··· Extrait de la page

Homme politique, historien et journaliste sympathisant des thèses socialistes, créateur de la revue Le Progrès, Louis Blanc avait publié en 1839 une oeuvre majeure d’une incroyable modernité et d’une violence inouie sur la pervesité du droit de « propriété littéraire ». Elle dit tout de l’abrutissement par les mass médias, du rôle social du piratage, des bénéficies de l’immatériel que l’on peut copier à volonté… Une oeuvre rééditée ce mois-ci par Edysseus. Extraits et commentaire.

Le débat sur la place du droit d’auteur dans la société n’est pas nouveau, et a même fait rage par le passé avec beaucoup plus de violence qu’aujourd’hui. Les éditions Edysseus ont eu l’excellente idée de rééditer « De la propriété littéraire« , un texte issu de l’Organisation du travail paru pour la première fois en 1839. Riche en citations et en arguments, il nous permet de plonger dans le débat de l’époque, lorsque des auteurs comme Balzac faisaient pression sur le législateur pour que soit adoptée une loi qui étendrait de 20 à 30 ans la durée du droit d’auteur transmis aux héritiers après la mort. Un débat qui n’a cessé de revenir depuis, et jusqu’à récemment lorsque le Parlement européen a décidé d’étendre cette durée à 75 ans, faute d’avoir réussi à imposer 95 ans.

······
··· Enregistrements présentés

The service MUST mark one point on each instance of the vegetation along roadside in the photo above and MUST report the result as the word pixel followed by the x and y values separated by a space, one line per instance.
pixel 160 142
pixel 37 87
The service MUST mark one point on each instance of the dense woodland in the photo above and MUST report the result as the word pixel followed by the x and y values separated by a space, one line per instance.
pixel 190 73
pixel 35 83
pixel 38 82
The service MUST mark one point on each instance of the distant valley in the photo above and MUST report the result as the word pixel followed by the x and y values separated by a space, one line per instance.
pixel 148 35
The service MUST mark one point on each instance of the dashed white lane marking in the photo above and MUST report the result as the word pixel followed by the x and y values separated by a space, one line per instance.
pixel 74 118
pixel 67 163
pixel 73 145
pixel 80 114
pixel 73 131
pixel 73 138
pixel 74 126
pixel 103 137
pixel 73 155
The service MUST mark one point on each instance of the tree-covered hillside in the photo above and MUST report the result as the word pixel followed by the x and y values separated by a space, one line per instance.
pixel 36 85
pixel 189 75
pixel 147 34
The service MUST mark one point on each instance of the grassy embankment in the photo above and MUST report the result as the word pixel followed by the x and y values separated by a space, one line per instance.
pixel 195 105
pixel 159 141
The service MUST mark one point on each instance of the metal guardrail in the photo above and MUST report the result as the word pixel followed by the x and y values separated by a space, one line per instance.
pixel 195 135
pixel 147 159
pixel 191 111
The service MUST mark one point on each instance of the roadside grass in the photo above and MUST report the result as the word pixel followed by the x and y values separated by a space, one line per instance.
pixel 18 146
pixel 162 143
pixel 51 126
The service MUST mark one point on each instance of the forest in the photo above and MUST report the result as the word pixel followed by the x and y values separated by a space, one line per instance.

······

Tâches demandées:
1. Redonnez intégralement l'extrait sur la propriété littéraire, sans en modifier un seul mot.
2. Transcrivez à l'identique les lignes des enregistrements, depuis la ligne contenant « of the roadside » jusqu'à la fin des enregistrements, bornes comprises.

Résultats:
1.
Homme politique, historien et journaliste sympathisant des thèses socialistes, créateur de la revue Le Progrès, Louis Blanc avait publié en 1839 une oeuvre majeure d’une incroyable modernité et d’une violence inouie sur la pervesité du droit de « propriété littéraire ». Elle dit tout de l’abrutissement par les mass médias, du rôle social du piratage, des bénéficies de l’immatériel que l’on peut copier à volonté… Une oeuvre rééditée ce mois-ci par Edysseus. Extraits et commentaire.

Le débat sur la place du droit d’auteur dans la société n’est pas nouveau, et a même fait rage par le passé avec beaucoup plus de violence qu’aujourd’hui. Les éditions Edysseus ont eu l’excellente idée de rééditer « De la propriété littéraire« , un texte issu de l’Organisation du travail paru pour la première fois en 1839. Riche en citations et en arguments, il nous permet de plonger dans le débat de l’époque, lorsque des auteurs comme Balzac faisaient pression sur le législateur pour que soit adoptée une loi qui étendrait de 20 à 30 ans la durée du droit d’auteur transmis aux héritiers après la mort. Un débat qui n’a cessé de revenir depuis, et jusqu’à récemment lorsque le Parlement européen a décidé d’étendre cette durée à 75 ans, faute d’avoir réussi à imposer 95 ans.

2.
The service MUST mark one point on each instance of the roadside grass in the photo above and MUST report the result as the word pixel followed by the x and y values separated by a space, one line per instance.
pixel 18 146
pixel 162 143
pixel 51 126
The service MUST mark one point on each instance of the forest in the photo above and MUST report the result as the word pixel followed by the x and y values separated by a space, one line per instance.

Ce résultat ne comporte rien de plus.